# Your objective
Report how many lines of the listing contain the string "white", treating case as significant. Give only the number.

(Point labeling dataset excerpts)
===

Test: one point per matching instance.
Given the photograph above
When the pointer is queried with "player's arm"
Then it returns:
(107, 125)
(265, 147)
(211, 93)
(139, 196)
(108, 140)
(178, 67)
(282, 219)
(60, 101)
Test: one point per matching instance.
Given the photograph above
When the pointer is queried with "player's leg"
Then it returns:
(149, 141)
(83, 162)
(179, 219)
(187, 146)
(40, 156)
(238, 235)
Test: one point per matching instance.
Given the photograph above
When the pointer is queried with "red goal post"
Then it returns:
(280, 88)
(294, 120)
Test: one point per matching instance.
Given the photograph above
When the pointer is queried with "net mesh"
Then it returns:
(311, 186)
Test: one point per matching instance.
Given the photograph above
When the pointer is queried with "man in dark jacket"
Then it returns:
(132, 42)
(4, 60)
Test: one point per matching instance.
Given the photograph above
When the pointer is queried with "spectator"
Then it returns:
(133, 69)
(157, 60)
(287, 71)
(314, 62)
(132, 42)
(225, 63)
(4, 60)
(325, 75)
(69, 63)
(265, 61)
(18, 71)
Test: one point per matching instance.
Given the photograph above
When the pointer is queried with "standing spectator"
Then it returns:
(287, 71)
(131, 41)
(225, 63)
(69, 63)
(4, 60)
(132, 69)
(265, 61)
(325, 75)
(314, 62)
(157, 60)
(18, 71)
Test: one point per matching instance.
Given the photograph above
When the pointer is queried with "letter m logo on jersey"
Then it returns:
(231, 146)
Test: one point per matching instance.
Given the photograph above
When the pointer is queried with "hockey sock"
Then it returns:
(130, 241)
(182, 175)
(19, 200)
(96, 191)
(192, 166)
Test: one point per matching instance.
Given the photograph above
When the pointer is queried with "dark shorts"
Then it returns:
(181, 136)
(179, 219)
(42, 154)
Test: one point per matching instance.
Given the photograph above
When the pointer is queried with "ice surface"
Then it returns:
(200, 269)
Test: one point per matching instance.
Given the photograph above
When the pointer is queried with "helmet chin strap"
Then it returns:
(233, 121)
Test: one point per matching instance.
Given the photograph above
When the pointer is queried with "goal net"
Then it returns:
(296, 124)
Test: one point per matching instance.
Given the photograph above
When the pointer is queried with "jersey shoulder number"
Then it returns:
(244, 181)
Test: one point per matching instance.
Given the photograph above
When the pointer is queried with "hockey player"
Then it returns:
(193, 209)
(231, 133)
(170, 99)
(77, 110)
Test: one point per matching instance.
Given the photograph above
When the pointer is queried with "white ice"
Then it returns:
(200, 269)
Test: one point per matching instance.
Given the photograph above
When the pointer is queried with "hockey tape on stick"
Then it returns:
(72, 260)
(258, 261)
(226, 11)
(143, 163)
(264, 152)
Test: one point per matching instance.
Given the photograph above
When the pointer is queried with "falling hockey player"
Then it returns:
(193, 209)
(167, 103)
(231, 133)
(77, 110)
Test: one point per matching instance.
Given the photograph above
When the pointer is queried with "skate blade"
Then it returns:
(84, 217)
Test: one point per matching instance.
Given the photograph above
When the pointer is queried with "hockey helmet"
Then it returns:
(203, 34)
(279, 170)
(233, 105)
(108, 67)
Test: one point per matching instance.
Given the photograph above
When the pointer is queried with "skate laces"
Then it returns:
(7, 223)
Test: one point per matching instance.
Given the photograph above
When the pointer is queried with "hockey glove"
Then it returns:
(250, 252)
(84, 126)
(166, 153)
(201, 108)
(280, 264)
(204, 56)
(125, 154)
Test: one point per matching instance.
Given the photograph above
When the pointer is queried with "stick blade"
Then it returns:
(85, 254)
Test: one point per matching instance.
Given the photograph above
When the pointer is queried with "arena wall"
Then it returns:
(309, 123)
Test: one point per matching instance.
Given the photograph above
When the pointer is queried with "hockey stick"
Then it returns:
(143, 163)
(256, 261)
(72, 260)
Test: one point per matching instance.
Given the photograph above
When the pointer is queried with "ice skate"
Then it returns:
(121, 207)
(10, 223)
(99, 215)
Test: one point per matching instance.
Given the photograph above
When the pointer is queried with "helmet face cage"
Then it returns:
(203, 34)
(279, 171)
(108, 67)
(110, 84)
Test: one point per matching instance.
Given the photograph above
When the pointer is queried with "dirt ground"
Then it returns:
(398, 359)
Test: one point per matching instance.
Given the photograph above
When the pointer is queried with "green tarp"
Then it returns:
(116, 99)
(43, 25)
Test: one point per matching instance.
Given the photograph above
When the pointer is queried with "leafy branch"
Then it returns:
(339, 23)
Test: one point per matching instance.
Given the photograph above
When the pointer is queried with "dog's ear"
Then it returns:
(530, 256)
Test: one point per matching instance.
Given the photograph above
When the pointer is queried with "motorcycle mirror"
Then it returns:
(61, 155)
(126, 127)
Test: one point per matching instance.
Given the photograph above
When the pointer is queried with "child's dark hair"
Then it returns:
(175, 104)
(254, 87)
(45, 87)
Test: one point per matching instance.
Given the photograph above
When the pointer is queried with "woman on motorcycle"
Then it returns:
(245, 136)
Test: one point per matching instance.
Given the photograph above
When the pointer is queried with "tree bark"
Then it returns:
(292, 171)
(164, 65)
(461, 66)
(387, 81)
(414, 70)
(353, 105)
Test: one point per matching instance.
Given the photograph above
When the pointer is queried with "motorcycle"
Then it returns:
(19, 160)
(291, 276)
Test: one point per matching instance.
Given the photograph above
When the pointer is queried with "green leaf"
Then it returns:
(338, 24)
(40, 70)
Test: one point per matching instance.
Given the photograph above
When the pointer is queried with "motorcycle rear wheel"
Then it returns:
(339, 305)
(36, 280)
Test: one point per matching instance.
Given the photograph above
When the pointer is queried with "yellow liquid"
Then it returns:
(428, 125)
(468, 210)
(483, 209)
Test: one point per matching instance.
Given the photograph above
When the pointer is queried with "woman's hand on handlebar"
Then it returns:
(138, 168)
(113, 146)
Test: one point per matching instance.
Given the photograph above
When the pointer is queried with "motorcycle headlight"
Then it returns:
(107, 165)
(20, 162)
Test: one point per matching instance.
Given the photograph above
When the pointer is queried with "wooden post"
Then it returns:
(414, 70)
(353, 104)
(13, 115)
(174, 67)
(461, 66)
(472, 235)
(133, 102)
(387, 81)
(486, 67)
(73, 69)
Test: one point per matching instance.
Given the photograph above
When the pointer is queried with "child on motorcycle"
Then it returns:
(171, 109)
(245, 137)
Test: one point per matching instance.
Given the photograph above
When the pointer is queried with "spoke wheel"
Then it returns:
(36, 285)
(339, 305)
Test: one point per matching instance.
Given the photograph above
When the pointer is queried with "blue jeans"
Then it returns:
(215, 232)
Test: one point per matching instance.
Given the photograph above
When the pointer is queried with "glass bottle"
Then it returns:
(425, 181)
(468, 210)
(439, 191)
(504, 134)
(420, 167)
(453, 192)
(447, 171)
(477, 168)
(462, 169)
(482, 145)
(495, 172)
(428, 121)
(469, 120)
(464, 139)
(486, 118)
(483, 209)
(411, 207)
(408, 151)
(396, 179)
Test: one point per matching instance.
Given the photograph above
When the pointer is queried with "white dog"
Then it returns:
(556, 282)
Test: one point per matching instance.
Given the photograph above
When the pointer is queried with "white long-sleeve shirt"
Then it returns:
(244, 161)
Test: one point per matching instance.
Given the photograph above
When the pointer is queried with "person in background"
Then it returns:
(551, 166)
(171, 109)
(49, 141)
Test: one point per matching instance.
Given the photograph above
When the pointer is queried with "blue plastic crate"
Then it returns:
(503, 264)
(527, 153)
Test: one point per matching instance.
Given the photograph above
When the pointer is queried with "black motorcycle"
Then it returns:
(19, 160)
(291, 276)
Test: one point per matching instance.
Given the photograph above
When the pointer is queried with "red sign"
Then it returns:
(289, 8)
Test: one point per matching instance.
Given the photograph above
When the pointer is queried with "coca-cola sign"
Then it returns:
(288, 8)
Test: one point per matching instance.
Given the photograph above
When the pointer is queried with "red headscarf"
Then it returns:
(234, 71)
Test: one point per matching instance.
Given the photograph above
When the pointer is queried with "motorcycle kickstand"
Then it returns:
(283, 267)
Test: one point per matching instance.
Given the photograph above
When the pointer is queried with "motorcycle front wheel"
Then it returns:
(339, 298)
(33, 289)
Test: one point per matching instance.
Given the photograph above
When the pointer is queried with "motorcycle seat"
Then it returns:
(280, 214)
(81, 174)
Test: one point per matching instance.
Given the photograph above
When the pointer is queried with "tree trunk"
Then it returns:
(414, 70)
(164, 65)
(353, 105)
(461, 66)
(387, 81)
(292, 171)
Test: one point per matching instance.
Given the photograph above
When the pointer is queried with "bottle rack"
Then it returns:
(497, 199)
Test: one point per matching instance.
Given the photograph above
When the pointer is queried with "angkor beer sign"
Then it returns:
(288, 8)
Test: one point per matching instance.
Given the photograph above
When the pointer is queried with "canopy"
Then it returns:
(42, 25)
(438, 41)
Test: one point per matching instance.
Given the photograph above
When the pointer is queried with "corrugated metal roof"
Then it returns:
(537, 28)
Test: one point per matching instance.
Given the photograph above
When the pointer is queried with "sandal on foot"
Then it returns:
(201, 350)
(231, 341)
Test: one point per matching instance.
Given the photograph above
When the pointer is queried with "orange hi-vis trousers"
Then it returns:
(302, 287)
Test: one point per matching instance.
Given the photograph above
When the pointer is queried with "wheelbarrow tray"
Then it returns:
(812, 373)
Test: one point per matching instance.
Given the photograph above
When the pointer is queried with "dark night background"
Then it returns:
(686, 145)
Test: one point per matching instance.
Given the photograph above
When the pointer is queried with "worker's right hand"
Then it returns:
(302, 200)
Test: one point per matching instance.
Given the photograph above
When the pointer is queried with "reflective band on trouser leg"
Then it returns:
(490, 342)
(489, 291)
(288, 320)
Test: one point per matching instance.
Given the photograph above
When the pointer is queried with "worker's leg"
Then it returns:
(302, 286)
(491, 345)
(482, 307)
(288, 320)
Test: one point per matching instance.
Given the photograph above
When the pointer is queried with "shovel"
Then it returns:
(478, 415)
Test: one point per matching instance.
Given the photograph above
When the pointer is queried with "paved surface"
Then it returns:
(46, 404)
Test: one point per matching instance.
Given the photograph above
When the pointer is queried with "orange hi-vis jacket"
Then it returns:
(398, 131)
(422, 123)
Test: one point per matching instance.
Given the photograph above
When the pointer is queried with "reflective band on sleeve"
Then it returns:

===

# The solution
3